◆ GOAL ◆
Recast as a numbered list the lines beginning with the one containing "Annotate the cabinet" and continuing through the one containing "Query: white throw pillow", leaving out any blank lines.

◆ SUPPLIED RECORDS ◆
◇ ◇ ◇ ◇ ◇

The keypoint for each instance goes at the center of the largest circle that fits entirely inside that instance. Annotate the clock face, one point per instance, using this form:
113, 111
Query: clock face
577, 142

◇ ◇ ◇ ◇ ◇

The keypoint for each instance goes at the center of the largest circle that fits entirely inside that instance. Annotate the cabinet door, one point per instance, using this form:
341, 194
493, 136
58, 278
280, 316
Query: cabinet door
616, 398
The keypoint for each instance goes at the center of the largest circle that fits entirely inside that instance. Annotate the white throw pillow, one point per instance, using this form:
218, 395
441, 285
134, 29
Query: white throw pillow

◇ ◇ ◇ ◇ ◇

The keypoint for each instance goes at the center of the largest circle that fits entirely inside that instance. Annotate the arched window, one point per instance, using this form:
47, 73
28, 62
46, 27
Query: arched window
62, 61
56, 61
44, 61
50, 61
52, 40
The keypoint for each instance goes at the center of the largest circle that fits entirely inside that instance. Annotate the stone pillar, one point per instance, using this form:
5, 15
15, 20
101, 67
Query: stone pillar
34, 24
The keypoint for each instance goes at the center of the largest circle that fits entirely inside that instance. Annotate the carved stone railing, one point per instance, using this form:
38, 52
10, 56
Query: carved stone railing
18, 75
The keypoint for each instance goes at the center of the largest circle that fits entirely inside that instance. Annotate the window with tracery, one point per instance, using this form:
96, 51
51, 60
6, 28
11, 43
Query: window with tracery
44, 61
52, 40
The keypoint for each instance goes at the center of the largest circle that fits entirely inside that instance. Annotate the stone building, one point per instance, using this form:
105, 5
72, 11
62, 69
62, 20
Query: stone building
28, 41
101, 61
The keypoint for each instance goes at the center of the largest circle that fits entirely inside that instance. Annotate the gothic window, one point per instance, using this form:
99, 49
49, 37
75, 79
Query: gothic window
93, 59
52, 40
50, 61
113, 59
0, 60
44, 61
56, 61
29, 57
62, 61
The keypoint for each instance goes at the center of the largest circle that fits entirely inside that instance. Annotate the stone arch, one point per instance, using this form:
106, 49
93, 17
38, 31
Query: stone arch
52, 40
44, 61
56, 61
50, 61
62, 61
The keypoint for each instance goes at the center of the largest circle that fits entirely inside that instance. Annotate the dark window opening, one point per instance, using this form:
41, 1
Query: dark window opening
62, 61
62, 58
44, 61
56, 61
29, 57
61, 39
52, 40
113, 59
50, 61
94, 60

◇ ◇ ◇ ◇ ◇

◆ RESPONSE ◆
1. The keypoint for each instance goes at the center of the largest circle that fits entirely inside that instance. Annotate the cabinet door, one point per instance, using this form:
2. 341, 194
3. 493, 136
4. 58, 278
5. 280, 316
6. Query: cabinet door
7. 616, 398
8. The keypoint for each instance goes at the center of the largest circle that fits entirely inside that instance. Annotate the white throw pillow, one point per instance, using this form:
9. 218, 395
10. 441, 285
11. 134, 29
12. Query: white throw pillow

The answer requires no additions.